(The problem):
Reproduce the material below verbatim, line for line, but omit the pictures.

::: Dataset extract

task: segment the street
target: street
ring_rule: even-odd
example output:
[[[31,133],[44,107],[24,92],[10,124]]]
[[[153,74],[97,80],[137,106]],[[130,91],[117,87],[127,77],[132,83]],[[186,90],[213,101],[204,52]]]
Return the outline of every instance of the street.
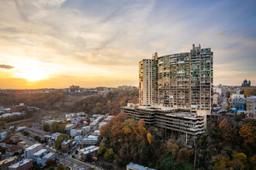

::::::

(Written reply):
task: segment the street
target: street
ring_rule: even-odd
example output:
[[[31,133],[44,107],[24,92],[10,124]]]
[[[153,74],[97,80],[137,106]],[[130,91],[117,87],[127,77],[132,83]],[[186,90],[213,101],[204,52]]]
Return the outline of every instance of the street.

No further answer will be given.